— WORK REQUIRED —
Can you reproduce all of the data below word for word, changing nothing?

___ RECORDS FOR PROCESSING

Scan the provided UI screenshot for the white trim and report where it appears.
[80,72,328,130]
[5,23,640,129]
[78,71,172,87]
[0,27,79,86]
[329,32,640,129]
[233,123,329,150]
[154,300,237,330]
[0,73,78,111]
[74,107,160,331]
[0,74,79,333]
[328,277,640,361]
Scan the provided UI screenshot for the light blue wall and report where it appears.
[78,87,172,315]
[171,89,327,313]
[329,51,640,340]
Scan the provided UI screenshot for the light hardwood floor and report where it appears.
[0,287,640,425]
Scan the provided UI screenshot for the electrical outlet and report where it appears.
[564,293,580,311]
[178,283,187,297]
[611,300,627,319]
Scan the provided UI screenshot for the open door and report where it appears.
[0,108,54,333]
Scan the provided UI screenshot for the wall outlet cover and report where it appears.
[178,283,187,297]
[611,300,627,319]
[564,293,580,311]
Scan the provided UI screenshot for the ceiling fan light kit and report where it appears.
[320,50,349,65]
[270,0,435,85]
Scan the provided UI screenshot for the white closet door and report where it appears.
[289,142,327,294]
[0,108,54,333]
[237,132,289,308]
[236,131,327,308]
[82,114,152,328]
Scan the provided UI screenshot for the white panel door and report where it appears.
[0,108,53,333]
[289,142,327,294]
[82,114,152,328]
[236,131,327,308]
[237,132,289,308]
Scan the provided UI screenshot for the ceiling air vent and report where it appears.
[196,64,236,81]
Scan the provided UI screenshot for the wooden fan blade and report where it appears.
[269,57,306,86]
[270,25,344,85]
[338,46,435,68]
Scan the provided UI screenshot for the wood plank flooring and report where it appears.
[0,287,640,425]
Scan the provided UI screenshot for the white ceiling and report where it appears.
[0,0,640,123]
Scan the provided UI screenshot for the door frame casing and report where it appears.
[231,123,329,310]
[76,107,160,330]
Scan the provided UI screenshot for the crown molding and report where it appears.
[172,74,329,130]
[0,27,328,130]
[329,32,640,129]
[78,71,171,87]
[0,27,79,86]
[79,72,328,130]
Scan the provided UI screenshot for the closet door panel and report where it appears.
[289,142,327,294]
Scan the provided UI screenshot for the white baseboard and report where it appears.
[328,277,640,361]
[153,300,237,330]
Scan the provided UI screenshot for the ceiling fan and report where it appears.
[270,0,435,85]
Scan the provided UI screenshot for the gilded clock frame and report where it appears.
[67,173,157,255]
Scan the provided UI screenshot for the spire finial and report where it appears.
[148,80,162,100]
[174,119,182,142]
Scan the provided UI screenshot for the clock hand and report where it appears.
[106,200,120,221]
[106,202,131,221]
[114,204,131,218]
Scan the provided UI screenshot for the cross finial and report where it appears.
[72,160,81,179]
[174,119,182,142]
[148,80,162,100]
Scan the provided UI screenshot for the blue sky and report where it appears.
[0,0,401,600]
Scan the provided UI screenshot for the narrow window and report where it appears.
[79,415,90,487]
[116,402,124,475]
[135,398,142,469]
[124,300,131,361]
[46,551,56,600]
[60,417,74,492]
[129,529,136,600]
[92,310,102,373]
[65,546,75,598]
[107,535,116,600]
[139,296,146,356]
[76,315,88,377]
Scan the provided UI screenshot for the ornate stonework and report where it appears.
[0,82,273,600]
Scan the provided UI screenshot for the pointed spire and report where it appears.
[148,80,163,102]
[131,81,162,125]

______

— EXERCISE ANSWER —
Scan the provided UI screenshot for the white trim and report where it appears.
[80,72,328,130]
[5,23,640,129]
[78,71,172,87]
[0,27,79,86]
[329,32,640,129]
[233,123,329,150]
[154,300,237,330]
[0,73,78,111]
[74,107,160,331]
[0,74,79,333]
[328,277,640,361]
Scan the provided UI screenshot for the light blue wall and report where it appears.
[78,87,172,315]
[171,89,327,313]
[329,51,640,340]
Scan the provided UI screenshot for the light hardwood floor and report where it appears.
[0,287,640,425]
Scan the provided UI screenshot for the electrical outlet and report where it appears.
[564,293,580,311]
[178,283,187,297]
[611,300,627,319]
Scan the provided UI screenshot for the open door and report where it appears.
[0,108,54,333]
Scan the provided UI screenshot for the wall outlet cover and report where it appears.
[178,283,187,297]
[611,300,627,319]
[564,293,580,311]
Scan the provided UI screenshot for the ceiling fan light kit and report where it appears.
[320,50,349,65]
[270,0,435,85]
Scan the provided UI screenshot for the white closet door and report where it appears.
[289,142,327,294]
[0,108,54,333]
[237,132,289,308]
[236,131,327,308]
[82,114,152,328]
Scan the provided UI screenshot for the white panel door and report where it appears.
[0,108,53,333]
[289,142,327,294]
[82,114,152,328]
[236,131,327,308]
[237,132,289,308]
Scan the provided UI screenshot for the ceiling air vent and report where it appears.
[196,64,236,81]
Scan the provided UI screenshot for the wooden fan blade and report where it appears.
[269,57,306,86]
[270,25,344,85]
[338,46,435,68]
Scan the provided UI screenshot for the wood plank flooring and report where it appears.
[0,287,640,425]
Scan the provided UI screenshot for the white ceiling and report where it appears.
[0,0,640,123]
Scan the provided UI screenshot for the door frame casing and report where it appears.
[231,123,329,310]
[76,107,160,330]
Scan the provided UI screenshot for the crown molding and report where it appears.
[172,74,329,130]
[0,27,328,130]
[329,32,640,129]
[78,71,171,87]
[0,27,79,86]
[79,72,328,130]
Scan the provided UI screenshot for the closet door panel and report where it appears.
[289,142,327,294]
Scan the provided UI screenshot for the white baseboard and report where it appears.
[328,277,640,361]
[153,300,237,330]
Scan the provided UI screenshot for the ceiling fan and report where it appears.
[270,0,435,85]
Scan the provided UI screenshot for the gilded clock frame and report where it appears.
[67,173,157,255]
Scan the provided UI screenshot for the spire finial and report where it appears.
[148,80,162,100]
[174,119,182,142]
Scan the provided UI screenshot for the clock hand and report where it appears.
[106,200,120,221]
[106,202,131,221]
[114,204,131,218]
Scan the provided UI screenshot for the cross finial and report where it appears.
[72,160,81,179]
[174,119,182,142]
[148,80,162,100]
Scan the provided UI screenshot for the blue sky and report where it appears.
[0,0,401,600]
Scan the provided UI screenshot for the narrow window and report where it appears.
[79,415,90,487]
[116,402,124,475]
[135,398,142,469]
[124,300,131,361]
[46,551,56,600]
[60,417,74,492]
[129,529,136,600]
[92,310,102,373]
[65,546,75,598]
[107,535,116,600]
[139,296,146,356]
[76,315,88,377]
Scan the provided UI screenshot for the ornate stonework and report where it appears.
[0,82,273,600]
Scan the provided UI screenshot for the pointed spire and report where it appears.
[148,80,163,102]
[131,81,162,125]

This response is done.